### Fragmento de página ###

Tanto se debate por entender la belleza del cine, cuando es algo tan fácil de mesurar. El comienzo de Una mujer bajo influencia es un buen aporte para esa discusión.

Allí, Gena Rowlands, la estrella de cine que murió el miércoles a los 94 años, es Mabel Longhetti y antes que aparezca -toda quinética, descalza y de minifalda-, su madre, la pobre abuela que carga con los nenes, les dice para calmarlos: “quedénse quietos, ya saben que mamá no está bien”. Cuando se la ve salir por el portal, nerviosa, aprehensiva, errática, queda claro cómo está.

Cuando vuelve para la casa, su deambular es acompañado por el “Donde lieta uscì” del tercer acto de La Boheme interpretado por María Callas, apropiada banda de sonido a tanta soledad, tedio, miedo.

Junto con Erica, o sea Jill Caybough de Una mujer descasada, Mabel es uno de los personajes femeninos más completos del Nuevo Hollywood. (Eso lo señaló alguien hace tiempo y tenía razón).

Esa escena (cuatro minutos, un plano con la profundidad de campo de un pasillo; un par de insert nerviosos; un contrapicado de ella sentada en la cocina) son, esencialmente, puro Gena Rowlands.

La película la dirigió sí, John Casavettes, su marido, el gran dramático independiente del cine americano, el artista, enfant terrible y la escena destila su estilo.

### Fragmentos de datos ###

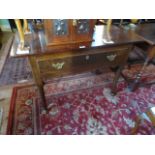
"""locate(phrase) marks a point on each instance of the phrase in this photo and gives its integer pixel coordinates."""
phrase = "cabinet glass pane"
(60, 27)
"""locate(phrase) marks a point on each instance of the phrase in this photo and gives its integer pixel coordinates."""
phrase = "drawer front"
(83, 62)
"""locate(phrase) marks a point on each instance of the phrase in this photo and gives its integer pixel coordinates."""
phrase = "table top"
(101, 38)
(145, 31)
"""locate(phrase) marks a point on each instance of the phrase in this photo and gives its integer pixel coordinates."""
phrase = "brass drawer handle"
(58, 65)
(111, 57)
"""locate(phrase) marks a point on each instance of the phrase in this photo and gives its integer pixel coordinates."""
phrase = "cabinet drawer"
(83, 62)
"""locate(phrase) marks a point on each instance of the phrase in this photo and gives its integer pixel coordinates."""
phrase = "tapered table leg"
(115, 80)
(37, 78)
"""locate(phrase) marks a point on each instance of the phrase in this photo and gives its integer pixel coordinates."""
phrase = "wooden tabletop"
(146, 32)
(101, 38)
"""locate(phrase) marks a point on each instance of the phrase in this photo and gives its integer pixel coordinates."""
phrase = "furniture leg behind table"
(37, 78)
(115, 80)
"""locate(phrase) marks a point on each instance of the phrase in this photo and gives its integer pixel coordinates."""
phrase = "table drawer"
(83, 61)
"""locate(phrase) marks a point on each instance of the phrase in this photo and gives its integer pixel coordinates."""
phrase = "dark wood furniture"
(65, 31)
(108, 49)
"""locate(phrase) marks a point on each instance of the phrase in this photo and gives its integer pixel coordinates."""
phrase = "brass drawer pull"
(58, 65)
(111, 57)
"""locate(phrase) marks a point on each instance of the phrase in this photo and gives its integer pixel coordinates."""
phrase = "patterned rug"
(80, 105)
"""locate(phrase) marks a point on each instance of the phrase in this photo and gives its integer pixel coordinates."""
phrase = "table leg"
(114, 84)
(37, 78)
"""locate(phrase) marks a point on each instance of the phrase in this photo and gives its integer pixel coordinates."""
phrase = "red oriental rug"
(80, 105)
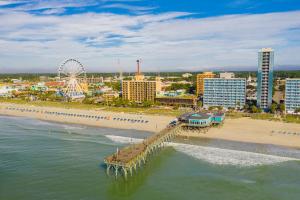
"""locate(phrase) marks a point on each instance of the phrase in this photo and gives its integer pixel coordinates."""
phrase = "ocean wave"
(215, 155)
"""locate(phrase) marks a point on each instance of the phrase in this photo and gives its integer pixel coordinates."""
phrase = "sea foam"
(215, 155)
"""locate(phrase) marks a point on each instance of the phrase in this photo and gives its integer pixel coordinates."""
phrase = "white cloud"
(164, 41)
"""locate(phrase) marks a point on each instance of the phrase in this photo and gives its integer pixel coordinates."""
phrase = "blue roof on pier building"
(202, 119)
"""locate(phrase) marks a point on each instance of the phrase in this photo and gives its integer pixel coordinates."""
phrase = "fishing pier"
(126, 161)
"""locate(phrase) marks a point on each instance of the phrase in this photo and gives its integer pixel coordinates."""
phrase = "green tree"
(273, 108)
(281, 107)
(199, 104)
(147, 104)
(254, 109)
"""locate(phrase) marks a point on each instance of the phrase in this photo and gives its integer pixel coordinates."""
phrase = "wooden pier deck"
(125, 161)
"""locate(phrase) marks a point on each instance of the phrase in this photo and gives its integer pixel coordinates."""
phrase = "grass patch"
(78, 105)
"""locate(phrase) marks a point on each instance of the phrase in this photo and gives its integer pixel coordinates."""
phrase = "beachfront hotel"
(265, 78)
(292, 95)
(139, 89)
(200, 81)
(228, 93)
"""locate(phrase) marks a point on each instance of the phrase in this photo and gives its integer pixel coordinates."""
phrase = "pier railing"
(125, 161)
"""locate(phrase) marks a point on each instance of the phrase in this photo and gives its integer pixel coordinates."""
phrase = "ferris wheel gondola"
(71, 71)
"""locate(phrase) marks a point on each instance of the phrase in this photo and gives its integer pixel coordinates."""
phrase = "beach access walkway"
(128, 159)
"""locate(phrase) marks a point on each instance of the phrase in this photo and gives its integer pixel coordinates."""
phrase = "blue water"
(42, 160)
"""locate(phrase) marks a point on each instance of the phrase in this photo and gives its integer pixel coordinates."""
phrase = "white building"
(187, 75)
(227, 75)
(6, 90)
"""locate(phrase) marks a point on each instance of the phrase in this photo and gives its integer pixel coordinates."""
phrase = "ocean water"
(42, 160)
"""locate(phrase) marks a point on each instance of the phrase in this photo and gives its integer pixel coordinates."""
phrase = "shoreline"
(239, 130)
(252, 131)
(88, 117)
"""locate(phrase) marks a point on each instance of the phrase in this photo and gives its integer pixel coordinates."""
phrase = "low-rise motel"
(292, 95)
(225, 92)
(201, 120)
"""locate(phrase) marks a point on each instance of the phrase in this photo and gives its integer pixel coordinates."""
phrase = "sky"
(167, 35)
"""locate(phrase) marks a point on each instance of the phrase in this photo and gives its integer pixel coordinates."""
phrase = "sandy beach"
(253, 131)
(242, 129)
(99, 118)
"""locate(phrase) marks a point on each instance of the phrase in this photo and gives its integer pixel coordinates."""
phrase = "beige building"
(139, 89)
(200, 81)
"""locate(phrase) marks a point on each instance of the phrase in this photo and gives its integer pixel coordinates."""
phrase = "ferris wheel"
(72, 70)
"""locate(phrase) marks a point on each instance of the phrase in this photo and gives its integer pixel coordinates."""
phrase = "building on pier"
(202, 120)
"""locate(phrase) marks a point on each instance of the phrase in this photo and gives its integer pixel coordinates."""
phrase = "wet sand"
(240, 130)
(253, 131)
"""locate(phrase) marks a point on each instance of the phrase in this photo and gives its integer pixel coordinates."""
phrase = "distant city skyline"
(109, 35)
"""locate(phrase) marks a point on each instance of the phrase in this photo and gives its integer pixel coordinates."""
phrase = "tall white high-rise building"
(265, 78)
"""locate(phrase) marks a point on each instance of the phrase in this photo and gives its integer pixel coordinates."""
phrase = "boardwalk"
(128, 159)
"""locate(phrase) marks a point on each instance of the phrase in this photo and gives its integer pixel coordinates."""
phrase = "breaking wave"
(215, 155)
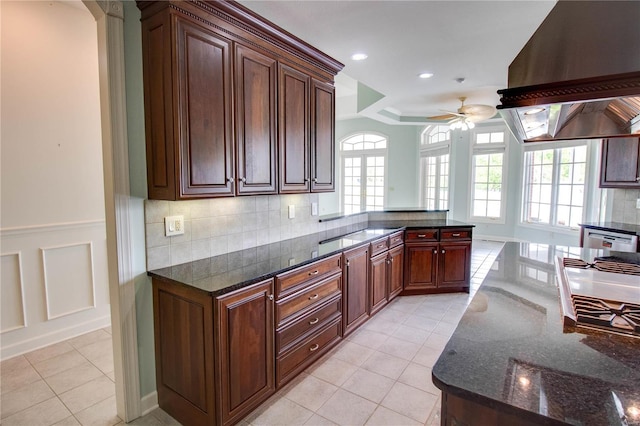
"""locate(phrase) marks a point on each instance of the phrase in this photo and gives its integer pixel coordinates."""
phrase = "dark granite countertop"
(222, 274)
(625, 228)
(509, 351)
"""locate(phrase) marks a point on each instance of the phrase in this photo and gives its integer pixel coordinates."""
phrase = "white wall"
(52, 230)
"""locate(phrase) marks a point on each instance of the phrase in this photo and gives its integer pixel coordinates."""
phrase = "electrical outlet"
(173, 225)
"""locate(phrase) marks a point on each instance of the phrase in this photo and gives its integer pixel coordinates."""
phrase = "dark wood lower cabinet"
(245, 350)
(188, 358)
(356, 288)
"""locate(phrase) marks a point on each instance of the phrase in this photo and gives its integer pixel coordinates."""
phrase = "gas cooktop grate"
(611, 316)
(604, 266)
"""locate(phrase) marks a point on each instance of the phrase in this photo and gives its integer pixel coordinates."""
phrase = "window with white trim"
(554, 186)
(363, 172)
(434, 167)
(487, 175)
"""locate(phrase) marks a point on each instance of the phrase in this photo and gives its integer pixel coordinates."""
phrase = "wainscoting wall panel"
(54, 284)
(68, 291)
(13, 309)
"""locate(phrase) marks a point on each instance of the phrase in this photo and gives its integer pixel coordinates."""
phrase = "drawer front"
(303, 354)
(379, 246)
(455, 234)
(422, 235)
(396, 239)
(307, 299)
(308, 323)
(288, 282)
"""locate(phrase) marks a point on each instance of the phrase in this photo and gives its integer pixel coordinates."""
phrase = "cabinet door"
(421, 266)
(356, 294)
(322, 137)
(245, 349)
(378, 275)
(293, 140)
(454, 265)
(204, 111)
(396, 269)
(256, 143)
(620, 166)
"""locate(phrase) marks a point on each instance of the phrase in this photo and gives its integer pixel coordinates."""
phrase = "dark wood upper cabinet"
(294, 130)
(322, 137)
(256, 76)
(620, 167)
(219, 80)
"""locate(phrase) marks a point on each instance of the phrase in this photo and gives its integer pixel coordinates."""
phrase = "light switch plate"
(173, 225)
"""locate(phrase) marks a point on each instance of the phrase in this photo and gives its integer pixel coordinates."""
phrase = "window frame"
(490, 148)
(551, 227)
(434, 150)
(363, 154)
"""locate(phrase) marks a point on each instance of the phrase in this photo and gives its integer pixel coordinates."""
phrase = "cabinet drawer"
(396, 239)
(455, 234)
(309, 323)
(288, 282)
(422, 235)
(307, 299)
(310, 349)
(380, 245)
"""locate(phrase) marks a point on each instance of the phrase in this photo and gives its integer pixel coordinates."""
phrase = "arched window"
(363, 172)
(434, 167)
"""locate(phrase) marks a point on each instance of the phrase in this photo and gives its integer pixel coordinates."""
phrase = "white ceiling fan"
(467, 115)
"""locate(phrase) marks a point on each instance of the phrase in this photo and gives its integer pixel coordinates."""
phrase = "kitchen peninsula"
(510, 362)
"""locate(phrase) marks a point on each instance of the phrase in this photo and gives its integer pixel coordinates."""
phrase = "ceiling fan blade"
(442, 117)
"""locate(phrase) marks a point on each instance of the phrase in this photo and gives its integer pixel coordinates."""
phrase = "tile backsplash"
(222, 225)
(624, 206)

###

▶ [Tareas propuestas]:
a. Selecciona todas las líneas de las filas que contengan la cadena "ceiling" y cópialas, distinguiendo entre mayúsculas y minúsculas.
b. Por favor, sigue escribiendo el texto sobre Gena Rowlands a partir de su última oración.
El texto sobre Gena Rowlands y las filas provienen de fuentes distintas.

▶ [Respuestas por tarea]:
a.
phrase = "white ceiling fan"
phrase = "ceiling fan blade"

b.
Pero hay que ver la desesperación en la mirada, el gesto ese de necesitar estar feliz, para darse cuenta que esa composición es el trabajo de otra artista: Rowlands.

“Mabel era totalmente vulnerable y generosa, no tenía sentido de su propio valor y se reflejaba completamente en los ojos de los hombres”, la definió. Todo eso se traduce en un trabajo corporal exuberante alcance y que ya está sintetizado en esa escena inicial. Su forma de actuar, de apariencia improvisada, se convertía en una reflexión sobre el vínculo del actor y su personaje.

Cada generación tiene su Gena Rowlands y ayer quedó claro en los mensajes de los cinéfilos compartiendo la mala nueva. Están sus contemporáneos, que se encantaron con su aire de mujer fuerte, independiente y su injustamente asignado papel de musa.

También la habrán sentido nombrar en una canción de Fito Páez (“No me gustar cantar, yo me muero con Gena Rowlands”, dice en “Circo Beat” y ayer posteó su pesar en sus redes sociales) y los millenials la tendrán por La llave maestra, una de terror de 2005. La gran mayoría lo hará por Diario de una pasión, uno de los más grandes éxitos del cine romántico y en el que la dirigió su hijo, Nick Cassavettes.

Allí era Allie Callhoum, la anciana con mal de Alzheimer a la que pacientemente escoltaba su esposo, interpretado por James Garner. Toda una generación lloró por ella.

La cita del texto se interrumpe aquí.